▶ _Task directions_
Transcribe the entries that follow, word for word.

▶ _Extracted material_
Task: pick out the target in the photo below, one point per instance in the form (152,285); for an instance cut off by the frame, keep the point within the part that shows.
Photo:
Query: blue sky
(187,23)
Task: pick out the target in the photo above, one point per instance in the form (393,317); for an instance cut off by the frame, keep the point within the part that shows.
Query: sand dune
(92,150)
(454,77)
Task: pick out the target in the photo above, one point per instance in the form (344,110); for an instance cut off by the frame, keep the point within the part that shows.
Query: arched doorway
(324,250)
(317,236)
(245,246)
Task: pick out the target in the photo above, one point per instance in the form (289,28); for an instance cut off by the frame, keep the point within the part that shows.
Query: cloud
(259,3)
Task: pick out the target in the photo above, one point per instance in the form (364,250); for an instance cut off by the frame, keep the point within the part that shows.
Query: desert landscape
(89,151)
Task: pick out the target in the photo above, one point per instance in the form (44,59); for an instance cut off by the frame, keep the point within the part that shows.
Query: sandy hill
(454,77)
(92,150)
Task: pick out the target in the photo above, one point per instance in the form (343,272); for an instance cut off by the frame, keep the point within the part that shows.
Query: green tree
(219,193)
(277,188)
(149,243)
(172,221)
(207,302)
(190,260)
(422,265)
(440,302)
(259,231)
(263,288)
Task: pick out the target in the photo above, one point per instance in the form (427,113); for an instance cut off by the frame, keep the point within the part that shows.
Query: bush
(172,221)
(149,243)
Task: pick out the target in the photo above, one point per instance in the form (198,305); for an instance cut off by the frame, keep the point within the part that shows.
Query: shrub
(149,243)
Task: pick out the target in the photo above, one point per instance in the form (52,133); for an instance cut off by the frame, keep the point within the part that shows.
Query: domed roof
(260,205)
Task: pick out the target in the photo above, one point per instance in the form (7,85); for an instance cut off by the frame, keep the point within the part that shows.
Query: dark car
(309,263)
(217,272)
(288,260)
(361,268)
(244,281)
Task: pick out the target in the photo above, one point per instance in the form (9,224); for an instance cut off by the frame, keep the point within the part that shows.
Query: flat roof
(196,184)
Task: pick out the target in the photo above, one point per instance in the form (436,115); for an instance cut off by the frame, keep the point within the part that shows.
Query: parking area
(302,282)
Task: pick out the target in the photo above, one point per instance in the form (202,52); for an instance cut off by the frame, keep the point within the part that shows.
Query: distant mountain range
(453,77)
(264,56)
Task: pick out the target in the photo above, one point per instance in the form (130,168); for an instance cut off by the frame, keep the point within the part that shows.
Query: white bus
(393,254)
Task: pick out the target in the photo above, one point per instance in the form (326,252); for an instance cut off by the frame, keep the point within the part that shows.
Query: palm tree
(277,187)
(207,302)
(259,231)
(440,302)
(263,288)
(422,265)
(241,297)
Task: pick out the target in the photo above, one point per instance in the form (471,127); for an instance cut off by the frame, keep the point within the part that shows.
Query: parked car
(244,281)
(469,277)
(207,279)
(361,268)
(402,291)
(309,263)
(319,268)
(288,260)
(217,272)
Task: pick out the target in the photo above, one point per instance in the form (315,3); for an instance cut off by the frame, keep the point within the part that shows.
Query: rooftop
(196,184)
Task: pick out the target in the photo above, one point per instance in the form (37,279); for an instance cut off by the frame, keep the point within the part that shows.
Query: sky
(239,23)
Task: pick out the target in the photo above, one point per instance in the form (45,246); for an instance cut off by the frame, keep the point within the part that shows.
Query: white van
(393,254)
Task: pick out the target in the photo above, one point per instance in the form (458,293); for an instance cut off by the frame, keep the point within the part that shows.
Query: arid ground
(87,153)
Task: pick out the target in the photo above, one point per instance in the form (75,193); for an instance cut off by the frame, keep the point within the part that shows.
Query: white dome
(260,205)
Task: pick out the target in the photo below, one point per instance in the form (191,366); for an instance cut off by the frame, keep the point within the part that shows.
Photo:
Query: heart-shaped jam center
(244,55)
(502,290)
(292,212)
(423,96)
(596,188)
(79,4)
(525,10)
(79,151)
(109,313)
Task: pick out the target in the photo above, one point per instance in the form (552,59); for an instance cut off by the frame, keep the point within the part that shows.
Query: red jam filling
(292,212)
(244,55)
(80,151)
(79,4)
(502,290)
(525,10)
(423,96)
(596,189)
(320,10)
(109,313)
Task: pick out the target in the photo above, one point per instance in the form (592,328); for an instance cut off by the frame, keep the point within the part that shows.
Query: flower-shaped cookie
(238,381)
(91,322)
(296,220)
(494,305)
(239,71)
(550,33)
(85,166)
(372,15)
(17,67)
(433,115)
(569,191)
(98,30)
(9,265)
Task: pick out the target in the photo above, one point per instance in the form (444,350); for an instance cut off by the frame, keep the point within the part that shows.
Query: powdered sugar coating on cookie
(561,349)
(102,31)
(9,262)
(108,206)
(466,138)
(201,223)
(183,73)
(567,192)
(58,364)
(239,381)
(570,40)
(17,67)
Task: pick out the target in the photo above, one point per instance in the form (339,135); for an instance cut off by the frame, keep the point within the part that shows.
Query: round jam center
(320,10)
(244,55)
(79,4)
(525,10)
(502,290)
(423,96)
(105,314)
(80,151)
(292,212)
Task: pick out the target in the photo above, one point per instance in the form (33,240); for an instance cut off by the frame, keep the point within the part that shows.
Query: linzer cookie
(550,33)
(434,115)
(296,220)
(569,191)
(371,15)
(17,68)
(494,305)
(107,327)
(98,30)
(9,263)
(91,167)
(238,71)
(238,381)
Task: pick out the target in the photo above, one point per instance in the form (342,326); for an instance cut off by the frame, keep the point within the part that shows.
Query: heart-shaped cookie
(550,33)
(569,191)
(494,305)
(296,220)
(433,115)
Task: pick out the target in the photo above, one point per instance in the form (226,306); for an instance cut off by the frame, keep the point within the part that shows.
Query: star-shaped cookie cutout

▶ _Solution to the problem_
Task: pick out the target in the photo below, one point per instance in the form (152,285); for an instance cut off by the frame, keep the point within the part that shows.
Photo:
Query: blue sky
(187,23)
Task: pick out the target in the photo above, one point per instance in the form (393,317); for an instance cut off by the frame, keep the point within the part that shows.
Query: sand dune
(92,150)
(454,77)
Task: pick out the target in the photo above, one point per instance in the form (344,110); for an instance cut off by the frame, keep the point within the part that shows.
Query: arched doorway
(324,250)
(317,236)
(245,246)
Task: pick out the target in the photo above, one point per instance in the form (289,28); for an instance cut off by the frame, keep the point within the part that shows.
Query: cloud
(259,3)
Task: pick out the target in the photo above, one point per instance in the form (364,250); for an instance cut off by the frame, keep the point within the part that shows.
Query: desert landscape
(89,151)
Task: pick out the target in the photo above, one point per instance in the form (44,59); for an instance cut off by the frame, keep the point within the part that shows.
Query: sandy hill
(454,77)
(92,150)
Task: pick out the target in the photo above, one point per instance in the form (343,272); for an instance cut off by the frame, keep the point within the part that shows.
Query: green tree
(219,193)
(277,188)
(149,243)
(172,221)
(207,302)
(190,260)
(422,265)
(440,302)
(259,231)
(263,288)
Task: pick out the target in the photo above, one point per instance in the form (427,113); for an instance cut off by the frame, keep the point within the part that shows.
Query: bush
(172,221)
(149,243)
Task: pick out the target in the photo above, one point per instance in the form (198,305); for an instance cut off by the frame, keep the point within the part that shows.
Query: shrub
(149,243)
Task: pick out the target in the photo above, one point per instance in the form (52,133); for an instance cut off by the frame, keep the point within the part that shows.
Query: domed roof
(260,205)
Task: pick out the target in the photo above, one point per instance in the form (7,85); for an instance cut off by the frame, keep the point within the part that shows.
Query: dark car
(309,263)
(217,272)
(288,260)
(361,268)
(244,281)
Task: pick out the target in the photo above, one point per instance in the form (9,224); for an instance cut off by the frame, keep the point within the part that shows.
Query: flat roof
(196,184)
Task: pick out the target in the photo above, one point per instance in the form (436,115); for an instance cut off by the frame, keep the point within the part that shows.
Query: parking area
(302,282)
Task: pick out the target in the photo above, one point per instance in the form (202,52); for an instance cut off by the frame, keep the point within the part that shows.
Query: distant mountain range
(453,77)
(264,56)
Task: pick out the target in the photo above, one point per instance in the form (130,168); for an instance cut off by the frame, keep the point within the part that shows.
Query: white bus
(393,254)
Task: pick out the target in the photo above, one point per instance in the form (326,252); for an instance cut off by the frame, keep the point within the part that shows.
Query: palm tree
(277,187)
(207,302)
(259,231)
(440,302)
(263,288)
(422,265)
(241,297)
Task: pick out the target in the photo above, one point per instance in the form (471,127); for an instance cut off by the frame, keep the point within the part that shows.
Query: parked car
(244,281)
(469,277)
(207,279)
(361,268)
(402,291)
(309,263)
(319,268)
(288,260)
(217,272)
Task: pick out the target in the photo above, one point per instance in the form (315,3); for an instance cut off by the frame, keep the point within the part that shows.
Query: rooftop
(196,184)
Task: pick out the target in the photo above, one point per instance in the form (37,279); for an instance cut off by the frame, keep the point within the part that shows.
Query: sky
(239,23)
Task: pick out the target in the photo above, one point per instance in the form (45,246); for an instance cut off by the frame, keep the point within the part that shows.
Query: white van
(393,254)
Task: pick out the target in the photo above, one point per instance in the form (458,293); for an instance cut off by the frame, keep the point within the part that shows.
Query: arid ground
(87,153)
Task: pick out the target in the photo above, one point per instance in the form (75,193); for an instance cut off by the frame, keep the point within the part that shows.
Query: white dome
(260,205)
Task: pick out the target in the photo below, one point per instance in the form (191,366); for an instance cut off by the frame, keep the point within the part that shows.
Photo:
Query: heart-shaped jam center
(244,55)
(502,290)
(292,212)
(423,96)
(596,188)
(79,4)
(525,10)
(79,151)
(109,313)
Task: pick out the target in the photo above, one point per instance in the form (552,59); for an instance cut off by the frame, keep the point within the part that shows.
Query: red jam filling
(292,212)
(244,55)
(80,151)
(79,4)
(502,290)
(525,10)
(423,96)
(596,189)
(320,10)
(109,313)
Task: pick out the target in the photo above, one point per instance in the form (592,328); for an instance cut off by the frame, keep the point within the part that shows.
Query: flower-shaped cookie
(238,381)
(91,322)
(296,220)
(494,305)
(239,71)
(550,33)
(85,166)
(372,15)
(17,67)
(433,115)
(569,191)
(98,30)
(9,265)
Task: pick out the target in the photo above, one point per instance in the form (444,350); for an instance cut off by the frame, keep the point within the part that shows.
Query: powdered sugar coating on cookie
(561,349)
(102,31)
(9,262)
(108,206)
(466,138)
(201,223)
(183,73)
(567,192)
(58,364)
(239,381)
(570,40)
(17,67)
Task: pick out the target in the photo above, one point per instance in the form (339,135); for an instance cut off by the frame, keep the point within the part that shows.
Query: round jam center
(320,10)
(244,55)
(79,4)
(525,10)
(502,290)
(423,96)
(105,314)
(80,151)
(292,212)
Task: pick out the target in the photo above, one point per instance in the form (33,240); for an instance cut off by the frame, keep the point within the part that shows.
Query: linzer cookie
(550,33)
(434,115)
(296,220)
(569,191)
(371,15)
(17,68)
(494,305)
(107,327)
(98,30)
(9,263)
(91,167)
(238,71)
(238,381)
Task: pick out the target in the photo above, one point per instance in the form (342,326); for an instance cut off by the frame, keep the point within the part that shows.
Query: heart-shaped cookie
(550,33)
(569,191)
(494,305)
(296,220)
(433,115)
Task: pick out the target in the photo above, one point per instance in the form (226,306); for an instance cut off by the frame, keep the point within the part that shows.
Query: star-shaped cookie cutout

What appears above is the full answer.